:: Vorliegender Auszug ::
-=-=-=-=-

IWF- und Weltbank-Kredite für Infrastrukturprojekte kommen auch westlichen Konzernen zugute. Private Unternehmen stellen Expert*innen ein, um sicherzustellen, dass diese Unternehmen Regierungsaufträge für große Infrastrukturprojekte erhalten, die von diesen internationalen Finanzinstitutionen finanziert werden. Unternehmen in reichen Ländern wie den Vereinigten Staaten stellen oft Leute ein, die in ihrem Namen die Ausschreibungen durchführen. In seinem internationalen "Mundpropaganda-Bestseller", Confessions of an Economic Hit Man, erklärt John Perkins, wie ihm in den 1970er Jahren, als er für eine internationale Beratungsfirma arbeitete, gesagt wurde, dass es seine Aufgabe sei, "Geld von der Weltbank, der US-Agentur für internationale Entwicklung und anderen ausländischen Hilfsorganisationen in die Kassen riesiger Konzerne und in die Taschen einiger weniger reicher Familien zu leiten, die die Ressourcen des Planeten kontrollieren".
Die Mittel, um dieses Ziel zu erreichen, so gab sein Arbeitgeber unumwunden zu, könnten "betrügerische Finanzberichte, manipulierte Wahlen, Bestechungsgelder, Erpressung, Sex und Mord" beinhalten. Perkins zeigte, wie er in den 1970er Jahren maßgeblich an der Vermittlung von Geschäften mit Ländern von Panama bis Saudi-Arabien beteiligt war, bei denen er die Anführer davon überzeugte, Projekte zu akzeptieren, die für die eigene Bevölkerung nachteilig waren, aber den Interessen der US-Unternehmen enorm zugute kamen.

-=-=-=-=-

:: Bereitgestelltes Material ::
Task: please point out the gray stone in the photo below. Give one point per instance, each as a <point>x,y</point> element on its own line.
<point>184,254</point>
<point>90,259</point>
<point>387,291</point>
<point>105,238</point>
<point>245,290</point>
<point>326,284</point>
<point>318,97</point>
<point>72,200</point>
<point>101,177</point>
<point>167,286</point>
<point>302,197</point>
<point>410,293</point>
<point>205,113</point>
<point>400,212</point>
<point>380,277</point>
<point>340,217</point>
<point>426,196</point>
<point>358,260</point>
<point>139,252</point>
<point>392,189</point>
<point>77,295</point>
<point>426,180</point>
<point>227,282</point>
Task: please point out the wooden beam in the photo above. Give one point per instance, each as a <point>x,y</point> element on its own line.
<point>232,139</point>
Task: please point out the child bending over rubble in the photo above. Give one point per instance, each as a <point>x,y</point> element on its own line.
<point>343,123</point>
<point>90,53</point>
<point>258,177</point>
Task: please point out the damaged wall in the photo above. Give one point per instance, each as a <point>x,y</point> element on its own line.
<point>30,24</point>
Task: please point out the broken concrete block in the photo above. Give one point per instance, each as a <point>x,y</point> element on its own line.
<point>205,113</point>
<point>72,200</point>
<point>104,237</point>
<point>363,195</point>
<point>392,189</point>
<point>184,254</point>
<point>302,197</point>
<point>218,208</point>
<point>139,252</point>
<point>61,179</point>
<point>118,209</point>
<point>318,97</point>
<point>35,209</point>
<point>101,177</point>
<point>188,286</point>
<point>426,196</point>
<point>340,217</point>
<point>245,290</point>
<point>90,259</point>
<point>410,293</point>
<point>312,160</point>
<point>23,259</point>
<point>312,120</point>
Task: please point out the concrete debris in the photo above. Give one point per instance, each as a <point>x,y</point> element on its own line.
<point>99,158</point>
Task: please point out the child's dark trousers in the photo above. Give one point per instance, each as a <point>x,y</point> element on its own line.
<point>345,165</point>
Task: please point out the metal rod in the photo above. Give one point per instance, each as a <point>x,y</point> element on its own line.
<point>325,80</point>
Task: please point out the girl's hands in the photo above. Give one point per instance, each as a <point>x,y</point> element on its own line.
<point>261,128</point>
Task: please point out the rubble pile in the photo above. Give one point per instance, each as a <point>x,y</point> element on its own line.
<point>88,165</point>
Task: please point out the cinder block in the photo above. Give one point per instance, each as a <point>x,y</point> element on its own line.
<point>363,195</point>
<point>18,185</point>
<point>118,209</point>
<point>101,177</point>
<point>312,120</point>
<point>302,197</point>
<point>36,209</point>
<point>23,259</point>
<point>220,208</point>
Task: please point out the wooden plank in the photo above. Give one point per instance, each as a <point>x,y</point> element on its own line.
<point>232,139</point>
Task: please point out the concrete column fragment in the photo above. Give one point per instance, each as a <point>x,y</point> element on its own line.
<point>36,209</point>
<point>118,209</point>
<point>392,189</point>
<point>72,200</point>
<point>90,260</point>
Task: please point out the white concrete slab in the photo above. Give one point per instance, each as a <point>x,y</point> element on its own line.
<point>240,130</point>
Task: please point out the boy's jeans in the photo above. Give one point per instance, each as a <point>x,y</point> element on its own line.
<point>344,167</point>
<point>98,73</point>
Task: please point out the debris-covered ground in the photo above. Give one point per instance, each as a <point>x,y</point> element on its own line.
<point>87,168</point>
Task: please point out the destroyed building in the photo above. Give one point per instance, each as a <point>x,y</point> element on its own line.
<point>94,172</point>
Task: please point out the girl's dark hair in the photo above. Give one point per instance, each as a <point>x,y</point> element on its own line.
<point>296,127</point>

-=-=-=-=-

Warum stellen private Unternehmen laut dem Auszug über IWF- und Weltbank-Kredite Expert*innen ein? Antworte in ein bis drei Sätzen. Die Datensätze stehen in keinem Zusammenhang mit dem Auszug.

Sie stellen Expert*innen ein, um sicherzustellen, dass sie Regierungsaufträge für große Infrastrukturprojekte erhalten. Diese Projekte werden vom IWF und von der Weltbank finanziert.